◆ **任務要求**
延續這篇講解 Redis 事務 WATCH 實作的文章,從它停下的地方接著寫下去。

◆ **原始文件**
■ ■ ■ ■ ■ ■ ■
上面的部分是multi命令執行需要的所有相關函數。但是僅僅只有上面的部分的話,也只是實現了一種"批量處理"的方式,還不能算是事務。下面提到的watch就是用來保證原子性。

代碼中,對WATCH的注釋是: CAS alike for MULTI/EXEC。

CAS應該是Compare and Swap,是一種實現樂觀鎖的機制,它的原理:認為位置 V 應該包含值 A;如果包含該值,則將 B 放到這個位置;否則,不要更改該位置,只告訴我這個位置現在的值即可

具體到用watch機制來保證操作的原子性(下面這個加1的操作可以用incr一條命令實現,這里只是為了演示):

1. watch key
2. val = get key
3. val = val + 1
4. MULTI
5. set key value
6. EXEC
對於上面的這一系列操作,如果在EXEC命令之前,有其它client修改了key對應的value,那么這一次的EXEC是不會執行的,需要重新執行上面的所有步驟(EXEC結束時會unwatch all keys)。
所以redis里事務的原子性必須要依靠watch來保證。

watch的實現中使用了下面這個結構體,用來將key和db進行關聯

/* ===================== WATCH (CAS alike for MULTI/EXEC) ===================
 *
 * The implementation uses a per-DB hash table mapping keys to list of clients
 * WATCHing those keys, so that given a key that is going to be modified
 * we can mark all the associated clients as dirty.
 *
 * Also every client contains a list of WATCHed keys so that's possible to
 * un-watch such keys when the client is freed or when UNWATCH is called. */

/* In the client->watched_keys list we need to use watchedKey structures
 * as in order to identify a key in Redis we need both the key name and the
 * DB */
/* redisClient結構中用list來組織該client watch的所有keys
 * redisDB結構中用dict來組織watch某一個key的所有client列表
 */
typedef struct watchedKey {
    robj *key;
    redisDb *db;
} watchedKey;

watch key的核心操作

/* 
 * 1. 如果client的watched_keys列表上已經有了這個key,直接返回
 * 2. 如果沒有,則加到相應的db中,再加到client的watched_keys列表上
 * 3. 增加這個key的引用計數
 */
void watchForKey(redisClient *c, robj *key) {
    list *clients = NULL;
    listIter li;
    listNode *ln;
    watchedKey *wk;

    /* Check if we are already watching for this key */
    listRewind(c->watched_keys,&li);
    while((ln = listNext(&li))) {
        wk = listNodeValue(ln);
        if (wk->db == c->db && equalStringObjects(key,wk->key))
■ ■ ■ ■ ■ ■ ■
◆ **資料**
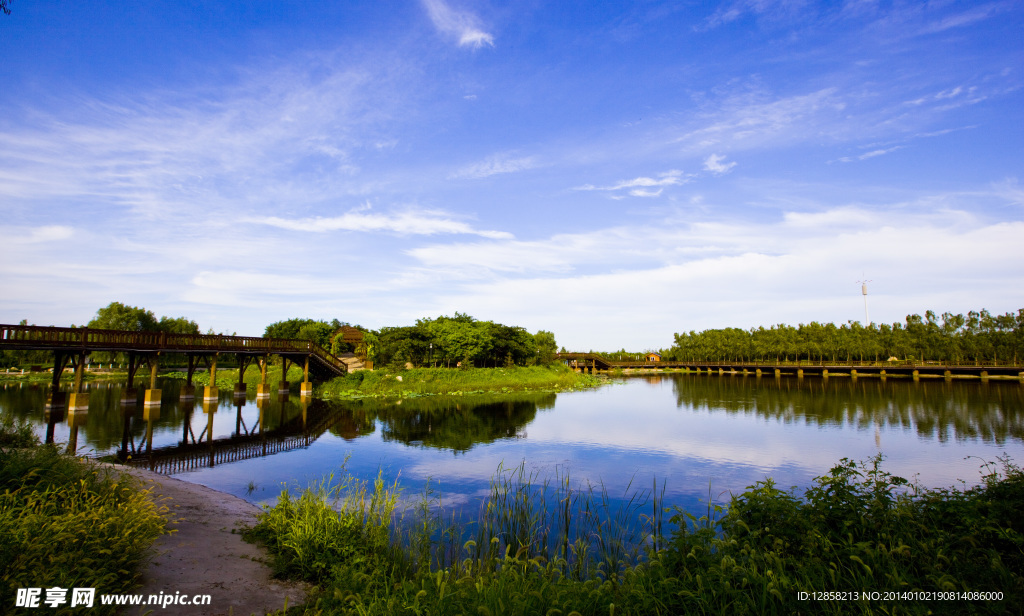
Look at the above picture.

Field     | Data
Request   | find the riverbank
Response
■ ■ ■ ■ ■ ■ ■
◆ **參考解答**
            return; /* Key already watched */
    }
    /* This key is not already watched in this DB. Let's add it */
    clients = dictFetchValue(c->db->watched_keys,key);
    if (!clients) {
        clients = listCreate();
        dictAdd(c->db->watched_keys,key,clients);
        incrRefCount(key);
    }
    listAddNodeTail(clients,c);
    /* Add the new key to the list of keys watched by this client */
    wk = zmalloc(sizeof(*wk));
    wk->key = key;
    wk->db = c->db;
    incrRefCount(key);
    listAddNodeTail(c->watched_keys,wk);
}

unwatchAllKeys用來unwatch某個client所有watched keys

/* Unwatch all the keys watched by this client. To clean the EXEC dirty
 * flag is up to the caller. */
/* unwatch某個client watch過的所有keys,主要操作:
 * 1. 從db中watched_keys上相應key上的client列表中移除該client
 * 2. 從該client的watched_keys中移除所有元素
 */
void unwatchAllKeys(redisClient *c) {
    listIter li;
    listNode *ln;

    if (listLength(c->watched_keys) == 0) return;
    listRewind(c->watched_keys,&li);
    while((ln = listNext(&li))) {
        list *clients;
        watchedKey *wk;

        /* Lookup the watched key -> clients list and remove the client
         * from the list */
        wk = listNodeValue(ln);
        clients = dictFetchValue(wk->db->watched_keys, wk->key);
        redisAssertWithInfo(c,NULL,clients != NULL);
        listDelNode(clients,listSearchKey(clients,c));
        /* Kill the entry at all if this was the only client */
        if (listLength(clients) == 0)
            dictDelete(wk->db->watched_keys, wk->key);
        /* Remove this watched key from the client->watched list */
        listDelNode(c->watched_keys,ln);
        decrRefCount(wk->key);
        zfree(wk);
    }
}

touchWatchedKey函數是保證原子性的一部分操作:

/* touchWatchedKey只會被signalModifiedKey調用,所以應該是某個key對應的value被改的時候會走到這里?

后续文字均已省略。